Condense the paragraph in the text below that begins "That night and its aftermath" into a short bulleted list that keeps its main facts.

## Exercise text
#####

On the night of 1 June 2020, almost exactly five years ago, gunshots rang out not far from my apartment in East Midtown Manhattan. As my wife and I anxiously scrolled news feeds, our kids — then ages three and one — slept, oblivious to the coruscating sirens that carried hints of chaos beyond our door. At 11pm, I went out to see it for myself: gangs of looters smashing stores down Lexington Avenue, while NYPD patrols stood pat, unwilling or unable to confront them. Black Lives Matter.

That night and its aftermath, I now believe, were the biggest factor behind the backlash rippling through US culture today. That was when a Covid-era tension finally snapped; and many millions resolved that every claim issuing from reputable authorities must be a lie. The beneficiaries: YouTube crackpots, semi-literate weightlifting bros, amateur Holocaust revisionists, manosphere goons, spittle-flecked “X” racists commanding huge audiences.

The political consequences: allowing the Trumpian Right and its new tech allies to justify a raft of self-interested, pro-oligarchic measures by simply gesturing at the very real bogeys of that era: woke, DEI, debanking, censorship. This, even as many of these same moves will only deepen the power imbalances — between corporations and consumers, individuals and institutions — cast into stark relief in the plague-and-pandemic year 2020.

#####

## Dataset content
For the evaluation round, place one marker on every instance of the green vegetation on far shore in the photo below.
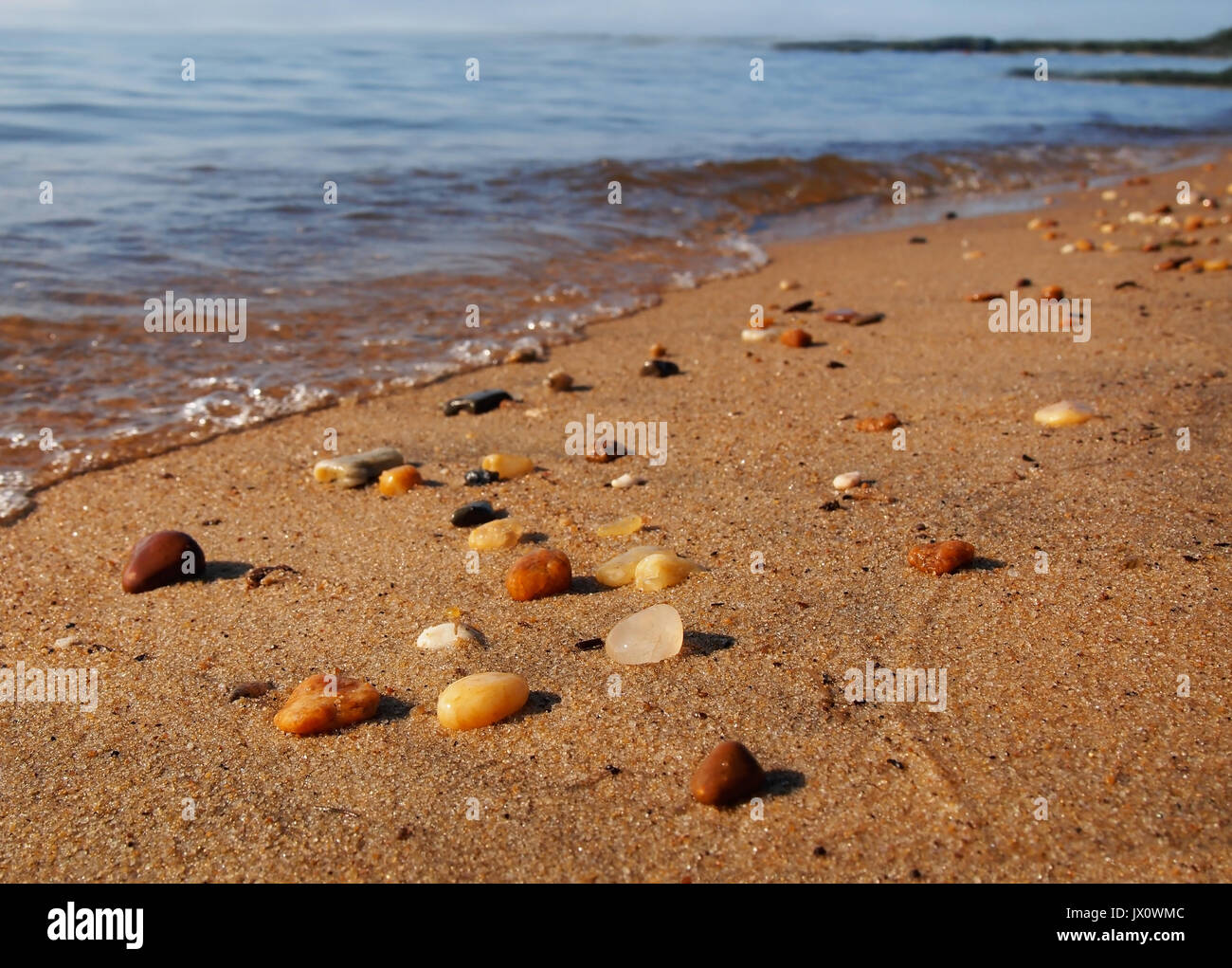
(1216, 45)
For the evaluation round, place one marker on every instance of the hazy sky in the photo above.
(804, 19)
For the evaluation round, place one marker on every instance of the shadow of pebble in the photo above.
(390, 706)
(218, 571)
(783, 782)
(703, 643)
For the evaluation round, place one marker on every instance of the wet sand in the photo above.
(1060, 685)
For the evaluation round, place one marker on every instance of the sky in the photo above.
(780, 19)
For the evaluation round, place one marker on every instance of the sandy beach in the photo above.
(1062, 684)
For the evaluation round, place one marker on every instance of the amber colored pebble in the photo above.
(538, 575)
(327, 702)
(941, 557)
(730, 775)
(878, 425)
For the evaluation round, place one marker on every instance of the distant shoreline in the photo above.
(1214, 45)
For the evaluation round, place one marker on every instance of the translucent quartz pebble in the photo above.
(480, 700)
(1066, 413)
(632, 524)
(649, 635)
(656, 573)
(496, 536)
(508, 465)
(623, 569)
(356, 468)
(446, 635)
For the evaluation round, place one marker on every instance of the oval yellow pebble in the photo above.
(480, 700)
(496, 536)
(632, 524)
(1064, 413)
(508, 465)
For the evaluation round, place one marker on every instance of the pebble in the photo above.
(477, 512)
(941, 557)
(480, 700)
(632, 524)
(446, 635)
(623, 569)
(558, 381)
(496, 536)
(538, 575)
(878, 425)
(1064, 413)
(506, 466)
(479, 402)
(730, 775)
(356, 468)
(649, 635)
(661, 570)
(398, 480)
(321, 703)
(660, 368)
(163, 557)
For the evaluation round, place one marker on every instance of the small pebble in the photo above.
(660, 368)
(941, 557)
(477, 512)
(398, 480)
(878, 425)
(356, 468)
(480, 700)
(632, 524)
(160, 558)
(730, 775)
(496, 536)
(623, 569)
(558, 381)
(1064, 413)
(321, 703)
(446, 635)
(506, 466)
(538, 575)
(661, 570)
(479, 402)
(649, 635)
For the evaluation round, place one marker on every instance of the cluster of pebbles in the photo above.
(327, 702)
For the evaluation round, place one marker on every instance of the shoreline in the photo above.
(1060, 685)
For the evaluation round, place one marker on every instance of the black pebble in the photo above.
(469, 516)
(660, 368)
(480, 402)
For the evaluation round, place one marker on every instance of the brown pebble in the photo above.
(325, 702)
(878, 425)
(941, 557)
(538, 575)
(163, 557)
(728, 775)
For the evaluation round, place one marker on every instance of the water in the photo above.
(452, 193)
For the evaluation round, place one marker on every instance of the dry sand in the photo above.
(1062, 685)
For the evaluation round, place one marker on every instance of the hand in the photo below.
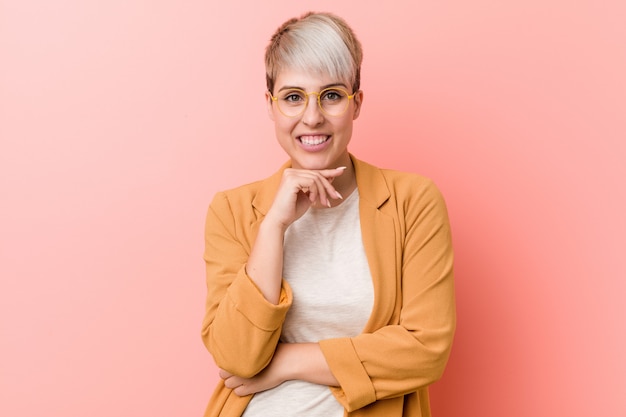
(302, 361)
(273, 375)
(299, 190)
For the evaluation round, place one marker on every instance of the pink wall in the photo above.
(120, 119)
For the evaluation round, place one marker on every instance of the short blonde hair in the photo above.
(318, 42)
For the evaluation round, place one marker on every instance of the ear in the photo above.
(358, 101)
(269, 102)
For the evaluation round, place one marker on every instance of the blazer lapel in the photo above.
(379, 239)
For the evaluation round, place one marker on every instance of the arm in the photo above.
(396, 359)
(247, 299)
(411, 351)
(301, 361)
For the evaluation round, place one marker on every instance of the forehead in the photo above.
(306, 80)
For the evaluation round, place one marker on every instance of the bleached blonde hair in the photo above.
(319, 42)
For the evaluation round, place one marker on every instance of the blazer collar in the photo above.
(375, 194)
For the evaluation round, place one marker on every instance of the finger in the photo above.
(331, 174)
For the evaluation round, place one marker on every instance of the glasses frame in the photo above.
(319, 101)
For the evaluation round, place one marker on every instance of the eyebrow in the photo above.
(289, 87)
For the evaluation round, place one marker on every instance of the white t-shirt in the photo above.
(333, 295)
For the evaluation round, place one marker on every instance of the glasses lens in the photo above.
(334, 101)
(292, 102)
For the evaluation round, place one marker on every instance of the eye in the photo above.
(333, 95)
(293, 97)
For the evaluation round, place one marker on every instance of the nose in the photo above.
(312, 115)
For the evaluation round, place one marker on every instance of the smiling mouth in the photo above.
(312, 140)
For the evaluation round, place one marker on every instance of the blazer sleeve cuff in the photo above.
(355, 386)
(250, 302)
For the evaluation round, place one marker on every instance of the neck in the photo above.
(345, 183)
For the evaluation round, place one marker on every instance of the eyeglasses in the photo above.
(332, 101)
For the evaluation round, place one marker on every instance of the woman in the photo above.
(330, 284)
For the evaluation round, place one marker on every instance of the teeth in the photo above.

#####

## Result of this exercise
- The writer now believes that night and its aftermath were the biggest factor behind the current backlash in US culture.
- It was the moment a Covid-era tension snapped, and many millions decided that every claim from reputable authorities must be a lie.
- The beneficiaries were YouTube crackpots, semi-literate weightlifting bros, amateur Holocaust revisionists, manosphere goons and racists on "X" with huge audiences.